Put the lines below into a JSON list of strings, one string per line, skipping blank lines and leaving out the pictures.
===== Records to use =====
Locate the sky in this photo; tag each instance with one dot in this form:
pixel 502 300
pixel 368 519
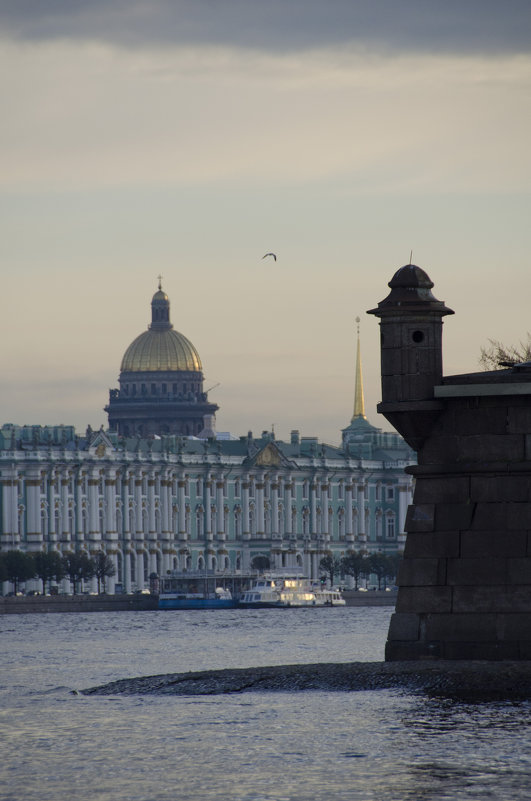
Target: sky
pixel 187 138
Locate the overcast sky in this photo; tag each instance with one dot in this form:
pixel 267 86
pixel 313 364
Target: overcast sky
pixel 190 138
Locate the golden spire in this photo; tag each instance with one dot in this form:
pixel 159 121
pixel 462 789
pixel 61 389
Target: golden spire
pixel 359 401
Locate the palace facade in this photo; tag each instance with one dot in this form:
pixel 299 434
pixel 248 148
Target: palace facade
pixel 157 501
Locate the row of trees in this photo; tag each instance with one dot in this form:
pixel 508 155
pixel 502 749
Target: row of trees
pixel 360 565
pixel 50 566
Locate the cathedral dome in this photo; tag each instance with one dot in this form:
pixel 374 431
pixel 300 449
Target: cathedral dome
pixel 160 348
pixel 161 351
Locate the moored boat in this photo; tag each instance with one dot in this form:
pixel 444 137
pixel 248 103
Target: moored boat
pixel 199 590
pixel 283 591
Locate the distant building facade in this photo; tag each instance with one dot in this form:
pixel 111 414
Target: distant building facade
pixel 173 502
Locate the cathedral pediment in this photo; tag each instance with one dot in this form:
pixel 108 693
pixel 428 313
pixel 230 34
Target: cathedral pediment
pixel 100 445
pixel 270 456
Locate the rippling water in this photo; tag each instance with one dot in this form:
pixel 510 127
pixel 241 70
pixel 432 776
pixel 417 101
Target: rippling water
pixel 323 746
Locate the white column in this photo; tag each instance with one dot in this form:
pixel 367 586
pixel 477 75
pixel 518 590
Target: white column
pixel 349 530
pixel 127 569
pixel 165 503
pixel 80 537
pixel 33 511
pixel 220 509
pixel 139 533
pixel 53 534
pixel 274 508
pixel 324 509
pixel 362 535
pixel 10 535
pixel 246 520
pixel 208 508
pixel 260 509
pixel 152 524
pixel 288 487
pixel 313 506
pixel 65 534
pixel 181 499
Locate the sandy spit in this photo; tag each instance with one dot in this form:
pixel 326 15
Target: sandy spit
pixel 474 679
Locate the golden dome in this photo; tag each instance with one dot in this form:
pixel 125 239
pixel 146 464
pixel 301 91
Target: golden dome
pixel 161 348
pixel 161 351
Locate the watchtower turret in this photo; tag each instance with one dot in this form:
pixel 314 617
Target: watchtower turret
pixel 411 352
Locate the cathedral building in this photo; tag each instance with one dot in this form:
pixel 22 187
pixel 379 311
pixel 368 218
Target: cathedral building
pixel 161 382
pixel 160 491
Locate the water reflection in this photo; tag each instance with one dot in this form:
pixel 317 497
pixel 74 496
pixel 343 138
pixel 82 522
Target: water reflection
pixel 463 750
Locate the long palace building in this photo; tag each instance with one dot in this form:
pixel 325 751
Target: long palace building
pixel 161 491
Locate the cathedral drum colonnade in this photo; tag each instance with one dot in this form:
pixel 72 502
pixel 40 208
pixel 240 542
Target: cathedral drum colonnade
pixel 161 490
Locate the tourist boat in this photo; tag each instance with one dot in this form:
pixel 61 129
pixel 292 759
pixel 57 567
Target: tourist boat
pixel 283 591
pixel 196 590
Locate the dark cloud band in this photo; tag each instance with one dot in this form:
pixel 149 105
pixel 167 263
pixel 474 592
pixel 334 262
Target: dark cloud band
pixel 278 25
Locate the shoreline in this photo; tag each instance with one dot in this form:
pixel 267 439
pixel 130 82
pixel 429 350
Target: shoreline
pixel 468 680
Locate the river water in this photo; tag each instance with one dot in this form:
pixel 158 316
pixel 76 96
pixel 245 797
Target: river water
pixel 314 745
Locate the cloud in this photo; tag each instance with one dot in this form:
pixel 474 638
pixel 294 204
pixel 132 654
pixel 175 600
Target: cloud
pixel 115 118
pixel 277 25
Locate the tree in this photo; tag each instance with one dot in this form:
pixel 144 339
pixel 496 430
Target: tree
pixel 78 567
pixel 260 563
pixel 48 567
pixel 332 566
pixel 355 565
pixel 103 568
pixel 497 355
pixel 19 567
pixel 382 566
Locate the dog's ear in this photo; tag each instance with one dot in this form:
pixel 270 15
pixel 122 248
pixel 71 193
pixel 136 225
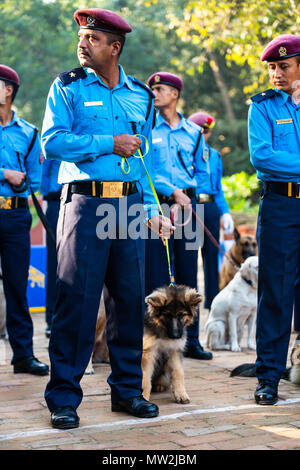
=====
■ Final answer
[
  "Locate the sky in this photo; tag each instance with one dot in this form:",
  "pixel 502 300",
  "pixel 368 519",
  "Target: sky",
  "pixel 187 138",
  "Locate the overcast sky in this photo; tag each instance with one dot in this form:",
  "pixel 267 86",
  "pixel 313 364",
  "Target: overcast sky",
  "pixel 190 138",
  "Locate the golden spire in this photo; tag each instance with one dot in this form:",
  "pixel 159 121",
  "pixel 462 789",
  "pixel 61 389",
  "Target: golden spire",
  "pixel 359 401",
  "Locate the palace facade in this photo; tag each instance with one dot in this form:",
  "pixel 299 434",
  "pixel 248 148",
  "Target: palace facade",
  "pixel 157 501",
  "Locate the row of trees in this photo; tag each instance with one dot in this form:",
  "pixel 508 155",
  "pixel 502 749",
  "Target: row of trees",
  "pixel 360 565",
  "pixel 50 566",
  "Locate the cathedral dome in this photo; tag each instance with one dot in this form:",
  "pixel 374 431",
  "pixel 300 449",
  "Target: cathedral dome",
  "pixel 160 348",
  "pixel 161 351",
  "Locate the moored boat in this photo; tag each instance with one dot in this form:",
  "pixel 444 137",
  "pixel 248 103",
  "Target: moored boat",
  "pixel 199 590",
  "pixel 283 591",
  "Locate the distant building facade in this photo; tag each instance with one dot in this form:",
  "pixel 111 414",
  "Target: distant building facade",
  "pixel 173 502",
  "Locate the cathedral pediment in this photo; tag each instance with one dot in this form:",
  "pixel 108 693",
  "pixel 428 313",
  "pixel 230 34",
  "Target: cathedral pediment",
  "pixel 100 445",
  "pixel 270 456",
  "Locate the rippling water in this photo; tag each instance with one dot in this form:",
  "pixel 510 127",
  "pixel 241 70",
  "pixel 432 776",
  "pixel 417 101",
  "Target: rippling water",
  "pixel 323 746",
  "Locate the white column in this photo; tag each instance with one dot in this form:",
  "pixel 367 586",
  "pixel 477 75",
  "pixel 518 590",
  "Target: white column",
  "pixel 349 530",
  "pixel 127 569",
  "pixel 165 503",
  "pixel 80 537",
  "pixel 33 511",
  "pixel 220 509",
  "pixel 139 533",
  "pixel 53 534",
  "pixel 274 508",
  "pixel 324 509",
  "pixel 362 535",
  "pixel 10 535",
  "pixel 246 520",
  "pixel 208 508",
  "pixel 260 509",
  "pixel 152 524",
  "pixel 288 487",
  "pixel 313 506",
  "pixel 65 534",
  "pixel 181 499",
  "Locate the sandy spit in this photo; tag each instance with one dot in this form:",
  "pixel 326 15",
  "Target: sandy spit",
  "pixel 474 679",
  "Locate the golden dome in this photo; tag each instance with one dot in this form:",
  "pixel 125 239",
  "pixel 146 464",
  "pixel 301 91",
  "Target: golden dome",
  "pixel 161 348",
  "pixel 161 351",
  "Locate the watchtower turret in this photo; tag each instance with one dot in this form:",
  "pixel 314 617",
  "Target: watchtower turret",
  "pixel 411 352",
  "Locate the cathedral building in this photo; tag each instance with one dot in this form:",
  "pixel 22 187",
  "pixel 379 311",
  "pixel 368 218",
  "Target: cathedral building",
  "pixel 161 382",
  "pixel 160 491",
  "Locate the water reflection in this photo; tag each instance with one dot in this form:",
  "pixel 317 497",
  "pixel 74 496",
  "pixel 343 138",
  "pixel 82 522",
  "Target: water reflection",
  "pixel 463 750",
  "Locate the long palace building in this photo; tag each instance with one dot in this form:",
  "pixel 325 751",
  "Target: long palace building",
  "pixel 161 491",
  "Locate the cathedral drum colonnade in this photo; tag each instance with one dot in this form:",
  "pixel 72 502",
  "pixel 40 208",
  "pixel 240 542",
  "Target: cathedral drum colonnade",
  "pixel 161 490",
  "Locate the tourist boat in this photo; tag each instance with one dot in this form:",
  "pixel 61 129",
  "pixel 292 759",
  "pixel 57 567",
  "Target: tourist boat",
  "pixel 283 591",
  "pixel 196 590",
  "Locate the dark cloud band in this photo; tag each instance with one dot in this form:",
  "pixel 149 105",
  "pixel 167 263",
  "pixel 474 592",
  "pixel 334 262",
  "Target: dark cloud band",
  "pixel 278 25",
  "Locate the shoreline in this photo; tag each instance with one dot in this form:",
  "pixel 267 439",
  "pixel 130 82",
  "pixel 429 350",
  "Target: shoreline",
  "pixel 468 680",
  "Locate the river water in this photo; tag each instance with one dot in this form:",
  "pixel 158 316",
  "pixel 76 96",
  "pixel 245 797",
  "Target: river water",
  "pixel 314 745",
  "Locate the cloud in this photo; tag each instance with one dot in this form:",
  "pixel 474 638",
  "pixel 294 204",
  "pixel 132 654",
  "pixel 175 600",
  "Target: cloud",
  "pixel 115 118",
  "pixel 277 25",
  "Locate the tree in this photo; tag each instance with one dot in this form:",
  "pixel 144 339",
  "pixel 496 430",
  "Target: tree",
  "pixel 78 567",
  "pixel 260 563",
  "pixel 48 567",
  "pixel 332 566",
  "pixel 355 565",
  "pixel 103 568",
  "pixel 497 355",
  "pixel 19 567",
  "pixel 382 566",
  "Locate the dog's ear in this photo; tag each instance with one dot in this form:",
  "pixel 270 15",
  "pixel 122 248",
  "pixel 71 193",
  "pixel 136 225"
]